*Exercise task*
Extract every line from all of the entries below and reproduce each one word for word, omitting the pictures.

*Supplied records*
##############################

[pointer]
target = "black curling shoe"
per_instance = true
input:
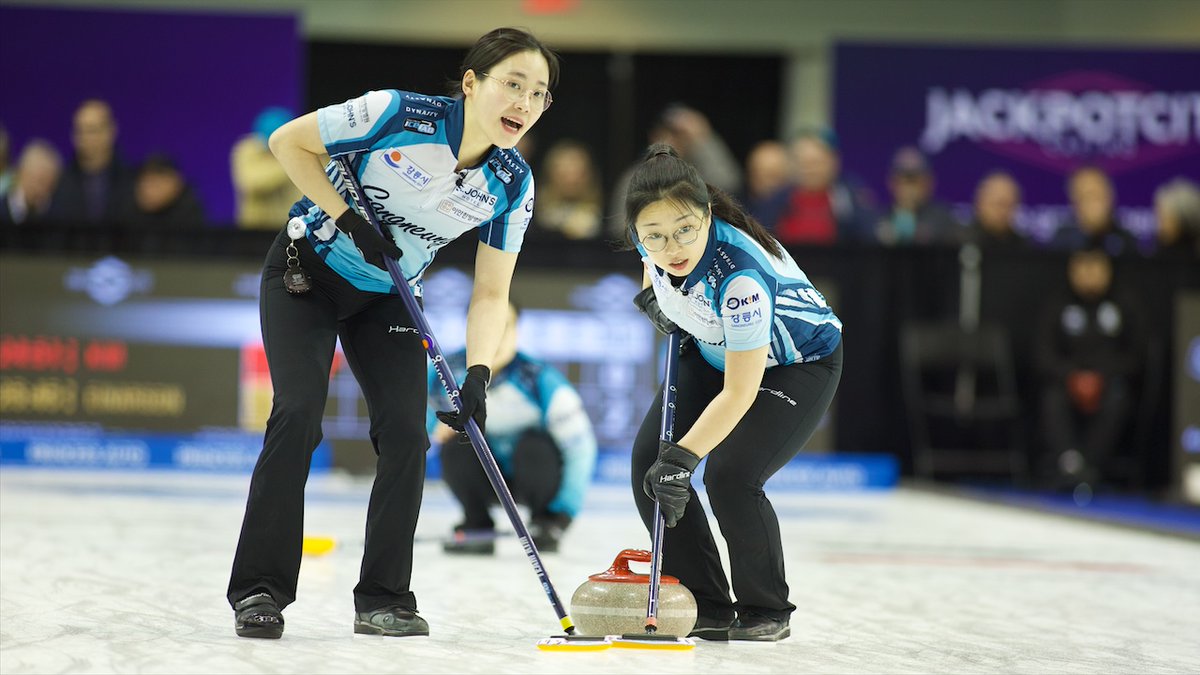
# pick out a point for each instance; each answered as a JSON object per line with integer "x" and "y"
{"x": 258, "y": 616}
{"x": 709, "y": 628}
{"x": 760, "y": 628}
{"x": 393, "y": 621}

##############################

*The response*
[pointer]
target = "black curling shoe"
per_instance = true
input:
# pick out a point for each instance; each answered as a JSON object per line with integer "x" and "y"
{"x": 258, "y": 616}
{"x": 709, "y": 628}
{"x": 760, "y": 628}
{"x": 393, "y": 621}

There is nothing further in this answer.